▸ Dataset content:
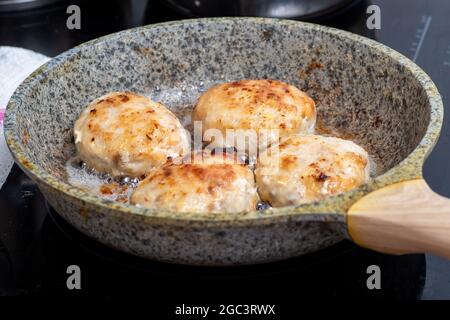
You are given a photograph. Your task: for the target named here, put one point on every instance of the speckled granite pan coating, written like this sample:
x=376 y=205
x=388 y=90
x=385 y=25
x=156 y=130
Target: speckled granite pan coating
x=364 y=91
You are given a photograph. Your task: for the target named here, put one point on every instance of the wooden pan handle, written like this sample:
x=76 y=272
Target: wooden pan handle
x=406 y=217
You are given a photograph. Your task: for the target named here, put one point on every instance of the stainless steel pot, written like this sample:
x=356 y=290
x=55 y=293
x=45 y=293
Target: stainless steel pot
x=261 y=8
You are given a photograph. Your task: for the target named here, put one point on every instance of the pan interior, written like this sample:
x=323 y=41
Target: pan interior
x=361 y=93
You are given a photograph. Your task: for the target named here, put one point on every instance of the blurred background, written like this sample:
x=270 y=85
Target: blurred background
x=35 y=245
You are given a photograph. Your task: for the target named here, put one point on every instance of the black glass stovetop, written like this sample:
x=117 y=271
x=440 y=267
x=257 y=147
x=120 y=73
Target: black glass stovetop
x=36 y=246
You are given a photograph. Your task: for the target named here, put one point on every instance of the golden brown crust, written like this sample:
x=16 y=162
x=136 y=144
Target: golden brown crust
x=257 y=105
x=123 y=133
x=308 y=168
x=211 y=183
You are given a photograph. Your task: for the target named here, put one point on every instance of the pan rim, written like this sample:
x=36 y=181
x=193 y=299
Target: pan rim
x=333 y=208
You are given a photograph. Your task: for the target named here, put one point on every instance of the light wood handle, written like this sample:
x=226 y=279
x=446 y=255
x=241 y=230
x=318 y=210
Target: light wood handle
x=406 y=217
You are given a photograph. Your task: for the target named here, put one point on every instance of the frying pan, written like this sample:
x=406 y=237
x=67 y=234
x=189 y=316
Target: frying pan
x=364 y=91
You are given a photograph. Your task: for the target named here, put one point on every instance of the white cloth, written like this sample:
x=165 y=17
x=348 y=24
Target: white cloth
x=15 y=65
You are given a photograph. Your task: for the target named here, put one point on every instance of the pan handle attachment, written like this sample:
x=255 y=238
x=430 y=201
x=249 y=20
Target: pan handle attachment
x=407 y=217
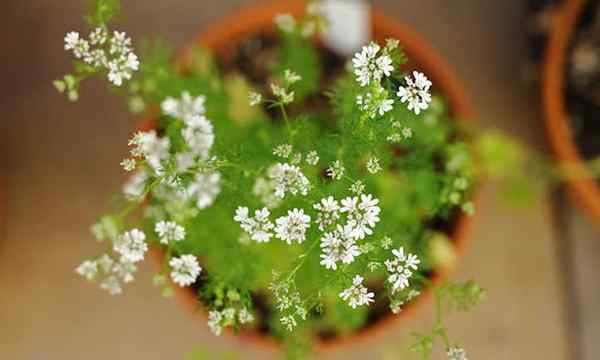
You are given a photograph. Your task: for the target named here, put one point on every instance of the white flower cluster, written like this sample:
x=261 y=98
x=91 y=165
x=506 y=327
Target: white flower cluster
x=185 y=270
x=357 y=294
x=289 y=228
x=399 y=133
x=199 y=138
x=217 y=320
x=149 y=147
x=372 y=65
x=373 y=165
x=416 y=92
x=288 y=302
x=339 y=244
x=103 y=52
x=336 y=170
x=169 y=231
x=400 y=269
x=198 y=130
x=369 y=66
x=131 y=247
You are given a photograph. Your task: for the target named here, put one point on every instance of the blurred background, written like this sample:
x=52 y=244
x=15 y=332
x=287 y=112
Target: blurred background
x=59 y=163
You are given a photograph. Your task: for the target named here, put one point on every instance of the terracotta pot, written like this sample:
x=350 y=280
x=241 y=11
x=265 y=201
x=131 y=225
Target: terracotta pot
x=229 y=31
x=582 y=187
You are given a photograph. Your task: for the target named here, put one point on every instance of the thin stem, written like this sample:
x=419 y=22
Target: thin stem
x=285 y=118
x=302 y=261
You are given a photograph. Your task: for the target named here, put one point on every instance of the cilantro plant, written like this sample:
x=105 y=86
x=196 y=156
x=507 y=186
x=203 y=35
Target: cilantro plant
x=281 y=215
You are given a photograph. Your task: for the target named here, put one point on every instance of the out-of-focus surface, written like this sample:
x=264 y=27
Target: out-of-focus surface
x=60 y=163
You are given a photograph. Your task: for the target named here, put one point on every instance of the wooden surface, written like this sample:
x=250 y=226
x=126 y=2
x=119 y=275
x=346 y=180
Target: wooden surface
x=61 y=163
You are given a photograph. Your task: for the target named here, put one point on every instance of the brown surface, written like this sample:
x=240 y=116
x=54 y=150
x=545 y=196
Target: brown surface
x=63 y=163
x=583 y=187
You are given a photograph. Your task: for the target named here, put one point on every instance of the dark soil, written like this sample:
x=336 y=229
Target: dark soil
x=253 y=58
x=583 y=82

▸ Exercise:
In your copy of the listing above, reproduce each line exactly and omit all pictures.

▸ The output:
You are given a photograph. Your task: for the target named here, put one point on every instance of the speckled granite pan coating, written like this sample:
x=376 y=205
x=388 y=90
x=385 y=25
x=156 y=130
Target: speckled granite pan coating
x=364 y=91
You are given a photograph. Your task: for the target named here, put one point on every instance of the wooden pan handle, written like this sample:
x=76 y=272
Target: wooden pan handle
x=406 y=217
You are given a photograph. Your task: for the target named here, put one point on every instance of the stainless steel pot, written like this sample:
x=356 y=290
x=55 y=293
x=45 y=293
Target: stainless steel pot
x=261 y=8
You are given a photograph. Your task: for the target named here, put one point on every instance of the pan interior, written like this sample:
x=323 y=41
Target: pan interior
x=361 y=93
You are given a photograph. Your task: for the target named here, put one point on every instance of the blurred background, written like this sample:
x=270 y=85
Target: blurred background
x=35 y=245
You are given a photograph. Your task: for the target named here, put one point on every instance of the black glass stovetop, written like this sample:
x=117 y=271
x=440 y=267
x=257 y=147
x=120 y=73
Target: black glass stovetop
x=36 y=246
You are given a photograph. Your task: for the target named here, put one point on every instance of the golden brown crust, written like this sample:
x=16 y=162
x=136 y=144
Target: golden brown crust
x=257 y=105
x=123 y=133
x=308 y=168
x=211 y=183
You are given a photograph. Your task: for the target named here, put one point on every instance of the pan rim, written like this sample:
x=36 y=181
x=193 y=299
Target: pan rim
x=333 y=208
You are given a photograph. Your task: for the target named here, put one point on every instance of the light wood handle, written like this sample:
x=226 y=279
x=446 y=255
x=241 y=230
x=318 y=210
Target: light wood handle
x=406 y=217
You are given a photograph. Your task: for the target named here, put one point on every instance of the frying pan, written like this sample:
x=406 y=237
x=67 y=234
x=189 y=316
Target: frying pan
x=364 y=91
You are given a photograph. Your task: for the target named here, put one point on every instance of the white cloth, written like this sample:
x=165 y=17
x=348 y=24
Target: white cloth
x=15 y=65
You are given a photograph. Your task: for the target named here, put one point on every instance of the pan handle attachment, written like this sample:
x=255 y=238
x=430 y=201
x=249 y=20
Target: pan handle attachment
x=407 y=217
You are given a photograph. Your task: for the target named here, put one point on every instance of the white flower cluster, written like this sample:
x=261 y=98
x=91 y=165
x=506 y=327
Target: white flower cluster
x=185 y=270
x=357 y=294
x=289 y=228
x=399 y=133
x=199 y=138
x=217 y=320
x=149 y=147
x=372 y=65
x=373 y=165
x=416 y=92
x=288 y=302
x=339 y=244
x=103 y=52
x=336 y=170
x=169 y=231
x=400 y=269
x=198 y=130
x=369 y=66
x=131 y=247
You are given a photograph. Your task: for the target named here, put one point on every instance of the blurred background, written like this sample:
x=52 y=244
x=15 y=332
x=287 y=112
Target: blurred background
x=59 y=163
You are given a photograph. Your task: for the target named here, put one point on every instance of the terracotta pot, written like this sample:
x=350 y=280
x=241 y=11
x=265 y=201
x=131 y=225
Target: terracotta pot
x=229 y=31
x=582 y=187
You are given a photograph. Your task: for the target named here, put one point on every instance of the thin stem, written like this sample:
x=419 y=22
Target: thin stem
x=285 y=118
x=302 y=261
You are given a photograph. Your task: for the target named here, put one point on every instance of the cilantro plant, written like this sample:
x=105 y=86
x=196 y=156
x=507 y=186
x=203 y=35
Target: cilantro plant
x=281 y=215
You are given a photograph. Your task: for the target named here, put one point on every instance of the out-of-focus surface, written like this sample:
x=264 y=27
Target: out-of-focus surface
x=60 y=163
You are given a photograph. Your task: for the target named here, put one point on every instance of the wooden surface, written like this sample:
x=250 y=226
x=126 y=2
x=119 y=275
x=346 y=180
Target: wooden surface
x=61 y=163
You are given a photograph. Your task: for the target named here, put one point on every instance of the brown surface, written like this sample:
x=240 y=116
x=54 y=150
x=545 y=196
Target: brown surface
x=63 y=163
x=583 y=187
You are given a photograph. Your task: for the target named here, put one point on every instance of the dark soil, written like this sample:
x=336 y=229
Target: dark soil
x=253 y=58
x=583 y=82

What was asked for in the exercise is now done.